• **Supplied passage**
>> Begin

King County Homes Challenge. Exploratory Data Analysis

The King County Homes prices prediction challenge is an excellent dataset for trying out and experimenting with various regression models. As we’ll see in the following post on Moscow flats, the modeler deals with similar challenges: skewed data and outliers, highly correlated variables (predictors), heteroskedasticity and a geographical correlation structure. Ignoring one of these may lead to undeperforming models, so in this post we’re going to carefully explore the dataset, which should inform which modeling strategy to choose.

Getting the data

First, we’ll use a Python-based command line tool (pip install kaggle) to automatically download the data from kaggle competition. An access token is needed in .kaggle directory, which is slightly different in Windows and Linux. So far these commands will do, we don’t need anything fancier.

  • kaggle datasets download -d harlfoxem/housesalesprediction
  • cp .kaggle\datasets\harlfoxem\housesalesprediction\kc_house_data.csv .
library(tidyverse) # data processing and visualization
library(ggthemes)  # themes for ggplot2
library(ggmap)     # ggplot for geographical data
library(GGally)    # ggpairs()
library(RPostgreSQL) # if you want to play around with a DBs
library(knitr)     # tables and interactive documents
library(corrplot)  # visualization of correlation matrices
library(OutliersO3) # multidimensional outlier detection
data <- read_csv("data/kc_house_data.csv")
knitr::kable(head(data %>% select(
    price, bedrooms, bathrooms, sqft_living, sqft_lot, grade, zipcode, floors
)))

>> End

• **Your tasks**
**a)** Reproduce the King County housing post, starting with "King County Homes Challenge." and going on through "strategy to choose.".
**b)** Answer these from the King County housing post:
(i) What command installs the Python-based command line tool?
(ii) In which directory is the access token needed?
(iii) Which library is commented as being for multidimensional outlier detection?
You won't need the listing that comes next.

• **Recorded data**
>> Begin

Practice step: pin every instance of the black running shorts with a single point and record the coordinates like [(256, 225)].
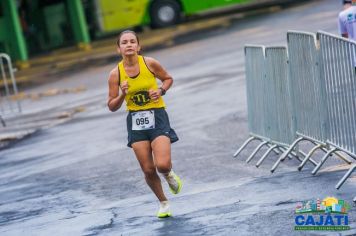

>> End

• **Responses in order**
**a)**
King County Homes Challenge. Exploratory Data Analysis

The King County Homes prices prediction challenge is an excellent dataset for trying out and experimenting with various regression models. As we’ll see in the following post on Moscow flats, the modeler deals with similar challenges: skewed data and outliers, highly correlated variables (predictors), heteroskedasticity and a geographical correlation structure. Ignoring one of these may lead to undeperforming models, so in this post we’re going to carefully explore the dataset, which should inform which modeling strategy to choose.

**b)**
(i) pip install kaggle
(ii) The .kaggle directory
(iii) OutliersO3